[Entries from a dataset of annotations]
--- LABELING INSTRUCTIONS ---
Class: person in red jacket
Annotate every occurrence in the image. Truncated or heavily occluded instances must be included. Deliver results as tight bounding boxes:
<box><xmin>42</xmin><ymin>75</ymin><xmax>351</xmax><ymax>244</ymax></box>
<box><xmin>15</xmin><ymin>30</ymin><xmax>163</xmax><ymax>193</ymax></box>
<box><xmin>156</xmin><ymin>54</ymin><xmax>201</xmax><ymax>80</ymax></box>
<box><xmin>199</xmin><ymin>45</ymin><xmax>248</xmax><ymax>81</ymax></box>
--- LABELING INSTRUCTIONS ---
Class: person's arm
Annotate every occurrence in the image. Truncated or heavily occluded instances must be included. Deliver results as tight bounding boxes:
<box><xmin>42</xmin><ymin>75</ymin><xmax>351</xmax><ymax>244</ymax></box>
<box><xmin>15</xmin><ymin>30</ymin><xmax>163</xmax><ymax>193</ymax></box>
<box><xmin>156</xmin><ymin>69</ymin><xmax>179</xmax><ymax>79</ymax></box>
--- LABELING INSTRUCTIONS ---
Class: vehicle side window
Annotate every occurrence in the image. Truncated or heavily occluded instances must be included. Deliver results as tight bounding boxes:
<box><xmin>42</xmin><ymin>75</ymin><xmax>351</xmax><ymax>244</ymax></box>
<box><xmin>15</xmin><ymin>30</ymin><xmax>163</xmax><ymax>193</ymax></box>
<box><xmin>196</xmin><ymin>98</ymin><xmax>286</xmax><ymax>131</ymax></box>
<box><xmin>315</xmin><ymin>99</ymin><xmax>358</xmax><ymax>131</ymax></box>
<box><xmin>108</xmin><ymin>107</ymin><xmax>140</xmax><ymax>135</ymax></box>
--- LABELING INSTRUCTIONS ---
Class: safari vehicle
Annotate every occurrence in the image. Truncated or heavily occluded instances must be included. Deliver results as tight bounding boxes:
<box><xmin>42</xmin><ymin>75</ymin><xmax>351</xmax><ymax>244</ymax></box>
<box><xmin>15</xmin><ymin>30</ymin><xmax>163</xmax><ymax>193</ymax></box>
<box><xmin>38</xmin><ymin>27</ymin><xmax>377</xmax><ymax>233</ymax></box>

# [Task description]
Please identify each line above containing the word "vehicle", and copy those lines out in full.

# [Full response]
Class: vehicle side window
Class: safari vehicle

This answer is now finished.